Selected passage:
The Labor Department released two disturbing reports relating to inflation. The Producer Price Index (PPI), which measures the prices paid by wholesalers, rose 11.2% from a year ago. The Consumer Price Index (CPI), which measures a wide-ranging basket of goods and services, jumped 8.5% from a year ago, the highest level since 1981.
These high inflation numbers reflect a strong economy that has bounced back from COVID-19. The following factors have contributed to higher prices:
- the war in Ukraine,
- pandemic lockdowns in China,
- supply chain challenges,
- low interest rates, and
- government stimulus to counter the pandemic’s impact.
Lael Brainard, who is awaiting Senate confirmation to serve as vice chair of the Federal Reserve, indicated that the central bank could embark on its most aggressive efforts to raise interest rates in decades. She said, “The Fed’s top goal is to reduce inflation.”

Assignment: Continue the passage on rising inflation and the Federal Reserve's response, picking up after its final sentence.

Recorded data
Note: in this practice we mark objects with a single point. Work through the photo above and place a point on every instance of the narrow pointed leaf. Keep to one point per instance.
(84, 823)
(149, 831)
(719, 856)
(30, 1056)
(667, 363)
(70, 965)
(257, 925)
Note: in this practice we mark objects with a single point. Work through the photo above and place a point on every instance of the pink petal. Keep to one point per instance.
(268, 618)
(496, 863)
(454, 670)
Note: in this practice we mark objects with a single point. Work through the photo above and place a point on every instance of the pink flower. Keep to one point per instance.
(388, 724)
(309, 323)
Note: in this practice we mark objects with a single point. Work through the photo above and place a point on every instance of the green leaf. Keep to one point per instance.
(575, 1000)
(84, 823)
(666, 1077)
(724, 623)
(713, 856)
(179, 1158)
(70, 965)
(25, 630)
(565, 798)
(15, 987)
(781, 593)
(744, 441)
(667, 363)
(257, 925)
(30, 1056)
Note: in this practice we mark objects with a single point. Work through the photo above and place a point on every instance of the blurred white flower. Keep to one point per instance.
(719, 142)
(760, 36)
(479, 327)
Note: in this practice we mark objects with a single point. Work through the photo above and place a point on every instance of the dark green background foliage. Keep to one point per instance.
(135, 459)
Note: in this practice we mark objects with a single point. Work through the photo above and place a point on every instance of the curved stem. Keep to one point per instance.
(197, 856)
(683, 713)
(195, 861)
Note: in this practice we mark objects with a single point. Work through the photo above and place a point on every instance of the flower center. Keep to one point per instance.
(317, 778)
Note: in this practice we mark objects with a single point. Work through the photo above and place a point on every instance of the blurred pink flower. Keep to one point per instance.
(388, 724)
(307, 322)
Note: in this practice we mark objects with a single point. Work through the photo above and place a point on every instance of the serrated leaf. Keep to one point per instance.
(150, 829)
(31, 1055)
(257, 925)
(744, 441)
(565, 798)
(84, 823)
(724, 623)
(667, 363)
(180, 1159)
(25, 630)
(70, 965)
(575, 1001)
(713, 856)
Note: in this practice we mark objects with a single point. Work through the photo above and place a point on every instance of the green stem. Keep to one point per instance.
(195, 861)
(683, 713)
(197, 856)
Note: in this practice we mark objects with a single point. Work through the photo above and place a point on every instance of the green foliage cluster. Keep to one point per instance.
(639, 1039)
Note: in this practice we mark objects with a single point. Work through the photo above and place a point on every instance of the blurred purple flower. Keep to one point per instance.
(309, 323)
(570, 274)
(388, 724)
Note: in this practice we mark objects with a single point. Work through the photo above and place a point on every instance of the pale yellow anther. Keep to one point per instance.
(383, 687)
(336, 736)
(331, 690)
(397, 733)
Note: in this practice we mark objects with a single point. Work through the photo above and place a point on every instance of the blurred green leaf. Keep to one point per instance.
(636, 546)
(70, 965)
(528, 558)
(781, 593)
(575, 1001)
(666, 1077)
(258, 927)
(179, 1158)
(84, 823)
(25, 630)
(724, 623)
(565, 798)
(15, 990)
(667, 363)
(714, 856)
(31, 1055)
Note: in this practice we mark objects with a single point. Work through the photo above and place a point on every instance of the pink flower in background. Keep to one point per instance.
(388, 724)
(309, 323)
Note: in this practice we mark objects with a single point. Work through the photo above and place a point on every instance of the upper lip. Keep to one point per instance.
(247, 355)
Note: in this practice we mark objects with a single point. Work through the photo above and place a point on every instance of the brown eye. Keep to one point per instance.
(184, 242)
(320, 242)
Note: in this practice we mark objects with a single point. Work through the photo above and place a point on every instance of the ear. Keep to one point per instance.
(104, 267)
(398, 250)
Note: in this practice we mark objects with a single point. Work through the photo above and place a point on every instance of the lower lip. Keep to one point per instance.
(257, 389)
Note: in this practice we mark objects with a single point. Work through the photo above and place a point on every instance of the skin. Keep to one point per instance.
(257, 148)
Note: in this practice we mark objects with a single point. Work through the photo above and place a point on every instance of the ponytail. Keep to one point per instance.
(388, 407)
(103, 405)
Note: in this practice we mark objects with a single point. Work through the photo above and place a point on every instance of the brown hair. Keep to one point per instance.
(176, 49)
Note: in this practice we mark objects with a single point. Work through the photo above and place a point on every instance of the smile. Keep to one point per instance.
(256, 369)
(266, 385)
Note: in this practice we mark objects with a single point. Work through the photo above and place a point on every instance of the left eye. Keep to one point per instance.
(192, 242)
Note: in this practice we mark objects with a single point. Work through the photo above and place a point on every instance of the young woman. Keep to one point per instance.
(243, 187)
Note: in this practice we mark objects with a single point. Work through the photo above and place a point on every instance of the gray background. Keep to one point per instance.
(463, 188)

Final answer:
Brainard is hopeful that demand will moderate because the Fed will increase interest rates and reduce its bond holdings (quantitative tightening).
A Gallup Poll revealed that one in five Americans believe inflation is the most important problem facing the U.S. today. 17% of Americans rated the high cost of living or fuel prices as their top concern and 4% of Americans cited gas prices.
While inflation is the nation’s most important problem, current numbers are well below the high percentages of the early 1980’s when it reached 15%.
The concern about inflation is relatively recent. In 2020 only 2% of Americans thought inflation was a problem. By October 2021, 5% cited it. By March 2022, it dominated Americans’ economic concerns.
Economists are looking for evidence the inflation surge is close to a peak. Prices have begun to cool at restaurants and for used vehicles. By contrast, gas prices are up 18.3% in March from one month earlier and grocery prices rose 1.5% last month.
Along with inflation, Americans have become more pessimistic about the economy in recent months. Some 75% now say conditions have gotten worse. To put this in perspective, the last time Americans were so negative was during the early days of the pandemic in April 2020.
Faced with inflation at a 40-year high, U.S. policymakers are debating how best to respond and balance the need to tame inflation without suppressing our post-pandemic recovery.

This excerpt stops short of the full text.